# [Short exercise]
Please display every line of the entries below that contains the word "above". Treat uppercase and lowercase letters as different.

# [Data rows]
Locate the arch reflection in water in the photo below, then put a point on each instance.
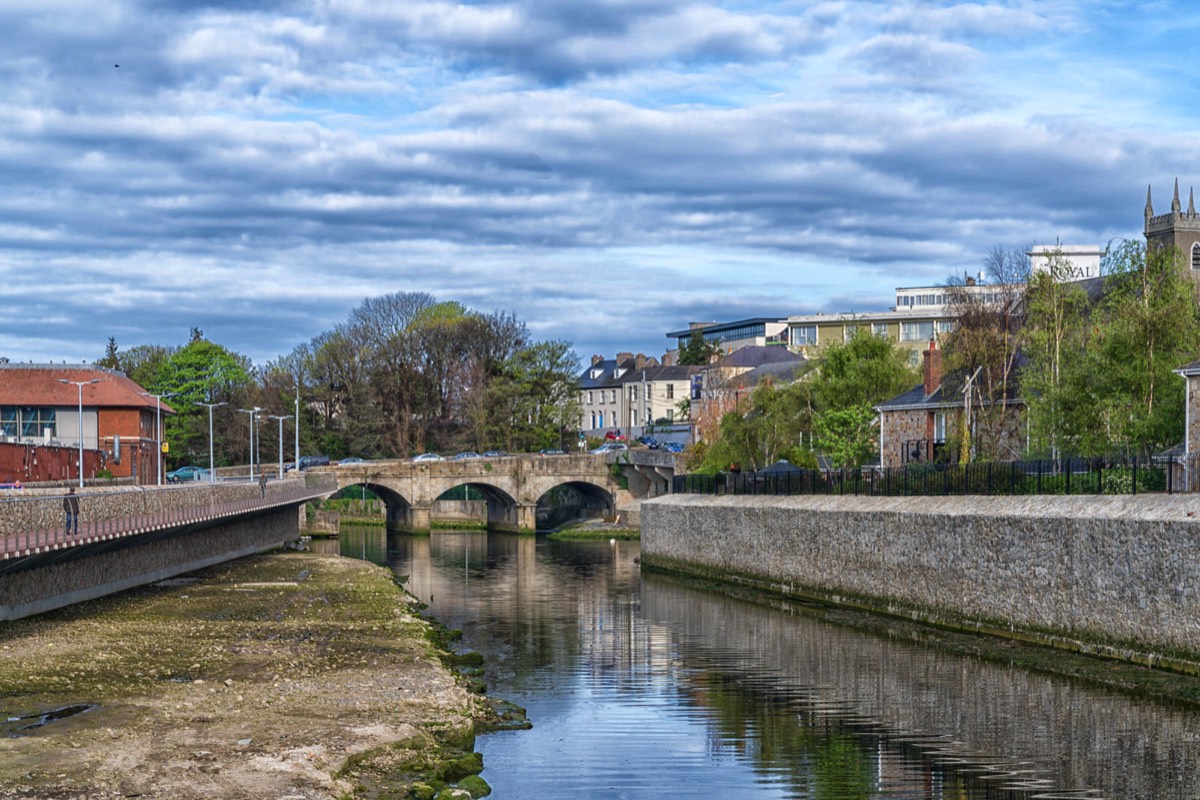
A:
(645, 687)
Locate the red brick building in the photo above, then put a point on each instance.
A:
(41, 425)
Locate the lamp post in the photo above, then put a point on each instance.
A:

...

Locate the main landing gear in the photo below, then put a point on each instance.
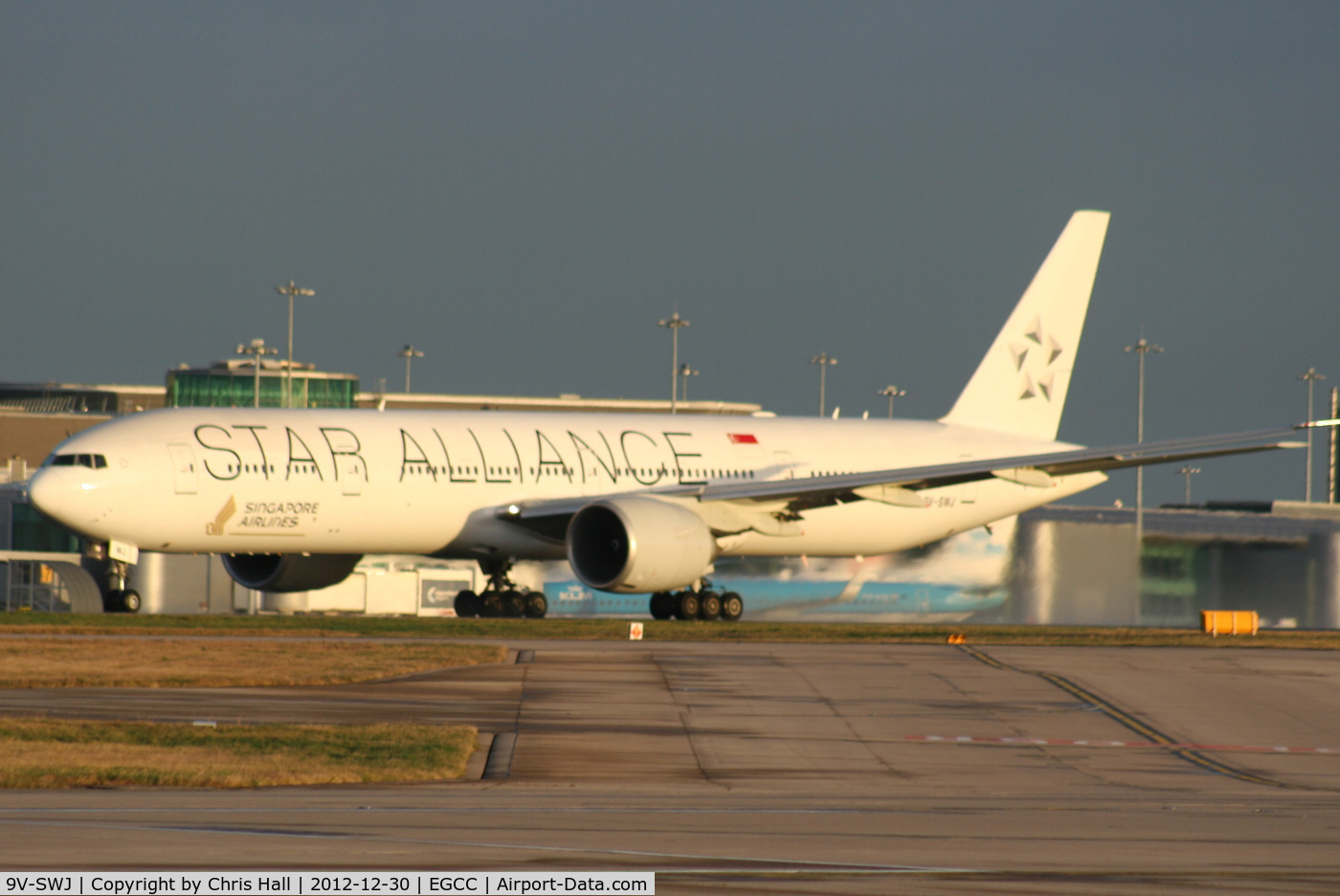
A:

# [Final result]
Locate the red brick building in the photo above, then put a point on each instance.
Locate the lamp post in the photo above, then put a point on each instance.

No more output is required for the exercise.